Segment Start: Material to process

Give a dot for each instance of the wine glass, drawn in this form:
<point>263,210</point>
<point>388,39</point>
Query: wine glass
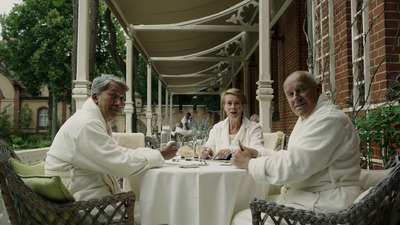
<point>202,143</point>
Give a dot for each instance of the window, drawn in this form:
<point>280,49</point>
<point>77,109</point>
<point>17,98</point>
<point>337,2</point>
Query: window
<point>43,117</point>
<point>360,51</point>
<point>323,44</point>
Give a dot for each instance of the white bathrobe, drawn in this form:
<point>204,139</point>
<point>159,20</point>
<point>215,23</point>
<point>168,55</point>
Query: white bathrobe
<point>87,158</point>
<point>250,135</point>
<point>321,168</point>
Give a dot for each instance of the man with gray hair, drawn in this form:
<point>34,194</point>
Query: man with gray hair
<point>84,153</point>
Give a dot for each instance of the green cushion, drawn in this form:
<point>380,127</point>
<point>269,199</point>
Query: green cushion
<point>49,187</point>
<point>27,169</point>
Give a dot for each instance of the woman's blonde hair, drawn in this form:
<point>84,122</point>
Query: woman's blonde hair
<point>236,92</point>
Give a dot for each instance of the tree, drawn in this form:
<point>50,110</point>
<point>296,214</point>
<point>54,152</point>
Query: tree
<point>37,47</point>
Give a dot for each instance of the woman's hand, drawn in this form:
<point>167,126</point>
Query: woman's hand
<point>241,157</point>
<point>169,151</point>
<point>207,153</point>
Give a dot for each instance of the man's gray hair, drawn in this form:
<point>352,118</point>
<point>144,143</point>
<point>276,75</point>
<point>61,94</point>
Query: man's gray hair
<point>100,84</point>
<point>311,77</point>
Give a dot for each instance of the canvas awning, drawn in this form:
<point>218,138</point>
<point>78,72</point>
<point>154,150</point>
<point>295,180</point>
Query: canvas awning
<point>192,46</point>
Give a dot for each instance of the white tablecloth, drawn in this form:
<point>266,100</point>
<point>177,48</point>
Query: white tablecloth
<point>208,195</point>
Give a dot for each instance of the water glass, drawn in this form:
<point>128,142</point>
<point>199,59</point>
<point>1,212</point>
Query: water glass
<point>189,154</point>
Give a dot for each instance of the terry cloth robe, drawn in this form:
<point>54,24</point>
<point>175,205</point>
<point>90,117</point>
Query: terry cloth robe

Segment End: Material to process

**What you should do:**
Return the lines exactly as they stand, from the start of the entries through the line holding "<point>337,2</point>"; omit the pictures.

**Solution to the exercise:**
Give a dot for each instance of the wine glass, drawn in this form:
<point>263,210</point>
<point>388,39</point>
Query: wine glass
<point>202,143</point>
Give a dot for each instance of the window, drawn in this form:
<point>280,49</point>
<point>77,109</point>
<point>17,98</point>
<point>337,2</point>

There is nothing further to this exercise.